Afican American classical pianst , right wing journalist,feminist in her later years along with parleying with Stokley Carmichael and devout Catholic, Philippa Schuyler was a woman of paradoxical life flows. A child prodigy with an IQ said to be 185 , the biracial daughter of George Schuyler a figure in the Harlem renaissance movement and Josephine Codgell Schuyler a member of a prominent rich Texas family, Philippa would be compared to Mozart early in her career( for a haunting rendition of Ravel's "Alborada del gracioso " it can be found on Youtube) as a composer. I first came across Ms. Schuyler"s life story while doing research on lesser known black historical figures to be included in a series of occult detective stories. I was fascinated by the contradictions in her life. A role model to the black community yet , at one point she tried to pass herself off as white using the name Monterro in the classical music world which had its biases. " Compositions in Black and White" by Kathryn Talalay(Oxford Press 1995) is a well written biograghy of Schuyler's life and the racial dynamic and conflict during the piansts life, I credit her book with helping my research. But it seems whether intended or not Schuylers occult leanings where left out. By chance while online looking for a book on dream divination , I came across a title : Kingdom of Dreams by Josephine and Philippa Duke Schuyler , (1966 Award books) and then reprinted in 1968 a year after her death and around the time of her mothers suicide.I ordered it. While this book is not mentioned in Talalay's book (another mystery is the middle maiden name Duke) she does let on that Schuyler's interested started in 1952 while on tour in Curacao, after being targeted in a kidnapping attempt she met a mysterious Herr van Kleed who introduced her to the reading of TAROT cards and a crystal ball reading , which among other visions predicted a plane crash . Kingdom of Dreams seems to me having read her style of writting in snipets was written by Philippa in the majority. A book that speaks to us in symbolic terms about dreams (as a child she would sleep for ten plus hours dreaming) and their meanings and self help, it stretches into a defense of alchemy and its heroes the immortal St. Germain, Paracelsus and Robert Fludd. Schuyler also felt a connection between Kasl Jungs theories and the alchemists work within the natural world was the key to life along with dream divination and numerology.
----
◆ **Work request**:
Pick up the essay on Philippa Schuyler after its final sentence and carry it on. The data that comes next was taken from a separate source.

[Stored items from a collection]
----
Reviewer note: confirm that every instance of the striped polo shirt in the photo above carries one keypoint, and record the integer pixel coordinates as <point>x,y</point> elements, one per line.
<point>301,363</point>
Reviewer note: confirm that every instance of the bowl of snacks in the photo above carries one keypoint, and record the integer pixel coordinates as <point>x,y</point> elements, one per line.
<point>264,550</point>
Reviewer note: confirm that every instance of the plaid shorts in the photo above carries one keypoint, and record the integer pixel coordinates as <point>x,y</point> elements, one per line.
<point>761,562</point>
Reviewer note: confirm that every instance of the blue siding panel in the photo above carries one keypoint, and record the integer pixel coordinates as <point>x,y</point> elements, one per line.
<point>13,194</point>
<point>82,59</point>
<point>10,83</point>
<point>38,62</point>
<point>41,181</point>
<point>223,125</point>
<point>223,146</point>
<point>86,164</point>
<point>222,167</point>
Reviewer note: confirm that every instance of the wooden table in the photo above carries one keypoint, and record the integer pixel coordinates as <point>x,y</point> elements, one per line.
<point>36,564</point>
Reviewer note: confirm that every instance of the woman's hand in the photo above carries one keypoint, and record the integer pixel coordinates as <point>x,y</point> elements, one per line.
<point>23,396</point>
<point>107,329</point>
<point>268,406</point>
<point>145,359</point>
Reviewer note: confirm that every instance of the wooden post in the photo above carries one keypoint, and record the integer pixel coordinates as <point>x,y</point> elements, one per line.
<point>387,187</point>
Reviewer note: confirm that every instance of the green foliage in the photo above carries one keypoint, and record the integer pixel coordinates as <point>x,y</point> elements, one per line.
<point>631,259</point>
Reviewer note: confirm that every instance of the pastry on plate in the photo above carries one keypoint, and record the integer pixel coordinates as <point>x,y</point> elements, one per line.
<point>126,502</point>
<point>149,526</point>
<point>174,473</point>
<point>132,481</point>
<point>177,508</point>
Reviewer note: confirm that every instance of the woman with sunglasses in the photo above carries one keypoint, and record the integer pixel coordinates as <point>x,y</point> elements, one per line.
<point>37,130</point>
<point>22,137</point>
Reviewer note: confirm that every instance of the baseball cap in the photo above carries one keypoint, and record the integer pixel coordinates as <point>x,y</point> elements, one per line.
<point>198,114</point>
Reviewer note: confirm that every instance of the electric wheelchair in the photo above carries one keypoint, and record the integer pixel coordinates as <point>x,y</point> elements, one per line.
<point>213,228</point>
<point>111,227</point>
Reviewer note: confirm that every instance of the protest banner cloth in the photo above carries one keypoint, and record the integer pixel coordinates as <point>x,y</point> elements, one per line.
----
◆ **Your response**:
The unseen realm of demons vampires,leprechuans,gnomes,pidwidgeons,mermans/maids ,trolls

sucucbi, incubi etc.. included. And while she admits it is a fake Schuyler has a defensive interest in the Wheel of Pythagoras representing : God, microcosm/man and macrocosm/world. Schuyler believed that science was not infallible and that there was a "theory of analogy or the magic association of ideas" led by the signs of the zodiac. Phillippa Schuyler drowned off the coast of Vietnam in the Da nang sector when a U.S. army

helicopter she was riding in with Catholic orphans she was taking to a safer haven crashed into the

ocean in 1967. After a funeral in St. Patrick Cathedral she was cremated. My temples feel as if someone is pressing books or some thing hard on both sides, the planchtte moves under Ruth, my son Monte and I hands across the board giving Phillippa's or I hope Philippa's answer :

N V 3 . N V 3 ?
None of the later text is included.